== YOUR OBJECTIVE ==
Leave out the images; return the rest of the data exactly.

Pointing dataset records
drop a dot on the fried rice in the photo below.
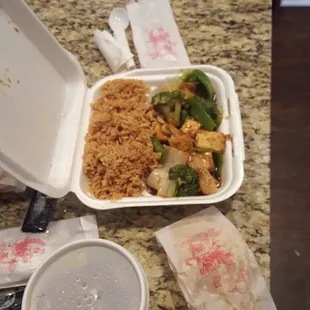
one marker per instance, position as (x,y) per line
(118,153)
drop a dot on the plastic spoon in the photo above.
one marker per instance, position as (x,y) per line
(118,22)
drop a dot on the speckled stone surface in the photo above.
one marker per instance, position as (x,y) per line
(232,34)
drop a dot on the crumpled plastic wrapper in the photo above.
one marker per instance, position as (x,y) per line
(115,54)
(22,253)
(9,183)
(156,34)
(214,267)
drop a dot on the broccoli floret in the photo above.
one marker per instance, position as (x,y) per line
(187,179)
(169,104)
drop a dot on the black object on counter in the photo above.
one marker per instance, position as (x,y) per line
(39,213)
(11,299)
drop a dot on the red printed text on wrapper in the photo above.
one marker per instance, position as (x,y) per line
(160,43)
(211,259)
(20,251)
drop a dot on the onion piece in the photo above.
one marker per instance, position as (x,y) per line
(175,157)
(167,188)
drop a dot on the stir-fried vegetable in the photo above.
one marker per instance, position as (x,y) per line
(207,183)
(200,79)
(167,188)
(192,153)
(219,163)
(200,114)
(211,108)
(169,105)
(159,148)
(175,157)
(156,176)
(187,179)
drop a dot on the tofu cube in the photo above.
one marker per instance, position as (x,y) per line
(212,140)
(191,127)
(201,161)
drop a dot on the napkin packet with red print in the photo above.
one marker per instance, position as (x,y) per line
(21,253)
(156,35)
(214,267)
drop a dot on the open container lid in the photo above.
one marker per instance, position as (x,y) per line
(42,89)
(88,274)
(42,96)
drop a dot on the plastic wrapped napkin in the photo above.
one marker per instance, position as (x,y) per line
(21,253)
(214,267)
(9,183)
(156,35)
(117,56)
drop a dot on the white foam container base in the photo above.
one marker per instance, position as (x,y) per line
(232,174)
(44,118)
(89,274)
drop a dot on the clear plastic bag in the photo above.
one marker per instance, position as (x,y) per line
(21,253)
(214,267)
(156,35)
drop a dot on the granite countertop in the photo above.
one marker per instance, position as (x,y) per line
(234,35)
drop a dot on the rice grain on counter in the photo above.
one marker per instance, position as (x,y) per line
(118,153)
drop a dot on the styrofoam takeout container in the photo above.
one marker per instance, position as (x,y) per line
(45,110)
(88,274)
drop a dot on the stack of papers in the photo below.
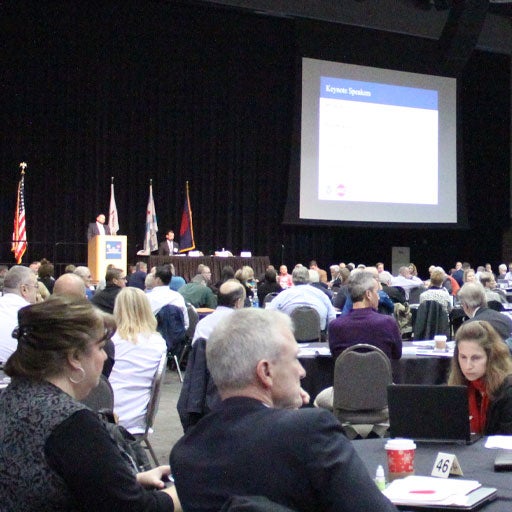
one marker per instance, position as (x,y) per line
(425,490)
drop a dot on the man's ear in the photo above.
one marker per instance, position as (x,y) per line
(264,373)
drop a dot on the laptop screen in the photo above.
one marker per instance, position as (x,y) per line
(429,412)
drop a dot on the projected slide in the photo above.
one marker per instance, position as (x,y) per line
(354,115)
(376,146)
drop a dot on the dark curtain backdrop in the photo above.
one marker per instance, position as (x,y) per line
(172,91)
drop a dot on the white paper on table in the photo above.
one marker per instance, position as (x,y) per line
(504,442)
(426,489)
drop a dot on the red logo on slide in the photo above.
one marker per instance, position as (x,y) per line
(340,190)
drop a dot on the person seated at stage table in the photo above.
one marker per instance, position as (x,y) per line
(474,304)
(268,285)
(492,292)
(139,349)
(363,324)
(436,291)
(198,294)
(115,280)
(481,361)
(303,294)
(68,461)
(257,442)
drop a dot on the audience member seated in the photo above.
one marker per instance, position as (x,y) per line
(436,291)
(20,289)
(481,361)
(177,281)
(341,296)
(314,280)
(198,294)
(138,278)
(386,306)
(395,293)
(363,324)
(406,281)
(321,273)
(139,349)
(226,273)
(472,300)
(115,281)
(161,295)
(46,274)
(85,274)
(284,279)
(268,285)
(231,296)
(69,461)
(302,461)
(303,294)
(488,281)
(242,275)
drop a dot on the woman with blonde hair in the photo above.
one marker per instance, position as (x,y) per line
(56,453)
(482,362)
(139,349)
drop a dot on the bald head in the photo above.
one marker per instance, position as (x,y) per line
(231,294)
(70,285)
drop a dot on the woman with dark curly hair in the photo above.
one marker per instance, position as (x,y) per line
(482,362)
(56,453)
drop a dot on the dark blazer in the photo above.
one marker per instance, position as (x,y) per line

== EXERCISE SOLUTION ==
drop a dot on the fried rice in the photo below.
one marker per instance, position as (x,y) per line
(118,153)
drop a dot on the plastic spoon in the photo above.
one marker per instance, position as (x,y) per line
(118,22)
drop a dot on the speckled stone surface in the photo above.
one marker per instance, position as (x,y) per line
(232,34)
drop a dot on the crumpled plastic wrapper in the photo above.
one marker per instance, position as (x,y) per line
(115,54)
(22,253)
(9,183)
(156,34)
(214,267)
drop a dot on the broccoli floret in the photo above.
one marker per instance, position as (x,y) per line
(187,179)
(169,104)
drop a dot on the black object on counter in the photo above.
one marker per instance, position as (x,y) per line
(39,213)
(11,299)
drop a dot on the red printed text on wrapper in the photo above.
one marker per instance, position as (x,y) per line
(160,43)
(211,259)
(20,251)
drop a dot on the onion piece in the photo above.
one marker per instance, position as (x,y) per line
(175,157)
(167,188)
drop a dot on the stir-fried vegetable in the photo above.
one marker per instance, position as (x,y) per line
(207,183)
(200,79)
(167,188)
(192,153)
(219,163)
(200,114)
(211,108)
(169,105)
(159,148)
(175,157)
(156,176)
(187,179)
drop a dot on the tofu cube in the photo above.
one marker per instance, position as (x,y) per line
(212,140)
(191,127)
(201,161)
drop a dot on the napkin packet with red print in the photo above.
one marker per instance, position as (x,y) per line
(21,253)
(156,35)
(214,267)
drop a dot on the open container lid in the photo above.
one marker per instance, position as (x,y) per line
(42,89)
(88,274)
(42,96)
drop a dot on the plastic wrapped napkin in the photo above.
one marker per instance, position as (x,y) per line
(21,253)
(214,267)
(9,183)
(156,35)
(117,56)
drop a dot on the white foam container base in the photo above.
one marker per instance, position as (x,y) per line
(232,174)
(44,118)
(89,274)
drop a dot on the clear plastic bag in the photo above.
one marker per instance, position as (x,y) per line
(21,253)
(214,267)
(156,35)
drop a dot on the granite countertop in the photo above.
one marker per instance, position as (x,y) per line
(234,35)
drop a dot on the rice grain on counter in the photo above.
one marker per instance, position as (x,y) per line
(118,153)
drop a dot on the styrofoam takeout container in the photo above.
one marker per instance, position as (x,y) per line
(45,110)
(88,274)
drop a dot on the stack of papers in the photo below.
one marker per instance, position as (x,y) per line
(425,490)
drop a dot on the man's ear in the photo above.
one marker per instance, position as (x,y) per line
(264,373)
drop a dot on the laptop screen in the photo above.
one marker per instance, position as (x,y) per line
(429,412)
drop a dot on the projected slide in the photo above.
one marker per instance, position as (x,y) per line
(354,115)
(376,146)
drop a dot on the dark curtain backdrop in the photo above.
one marker per instance, position as (x,y) per line
(172,91)
drop a dot on the white paper on table in the photo above.
one marker per instance, position as (x,y) per line
(504,442)
(426,489)
drop a dot on the red logo on slide in the photo above.
one marker per instance, position as (x,y) per line
(340,190)
drop a dot on the person seated at stage table in the photo above.
one marker per instance, position as (x,y) per line
(474,304)
(268,285)
(492,292)
(139,349)
(363,324)
(436,291)
(198,294)
(115,280)
(481,361)
(303,294)
(68,461)
(257,442)
drop a dot on the audience member seated in the photo above.
one marker per instance, position as (x,y) per line
(436,291)
(20,289)
(481,361)
(177,281)
(341,296)
(314,280)
(198,294)
(138,278)
(386,306)
(395,293)
(363,324)
(406,281)
(321,273)
(139,349)
(226,273)
(472,300)
(115,281)
(161,295)
(46,274)
(85,274)
(284,279)
(268,285)
(231,296)
(69,461)
(302,461)
(303,294)
(488,281)
(242,275)
drop a dot on the woman with blonde hair in the photo above.
one marker per instance, position as (x,y) per line
(56,453)
(482,362)
(139,349)
drop a dot on the bald head in the photo above.
one marker per instance, position as (x,y) per line
(231,294)
(70,285)
drop a dot on the woman with dark curly hair in the photo above.
one marker per instance, position as (x,y) per line
(482,362)
(56,453)
drop a dot on the dark blazer in the photo above.
one marker per instance, position as (x,y) per line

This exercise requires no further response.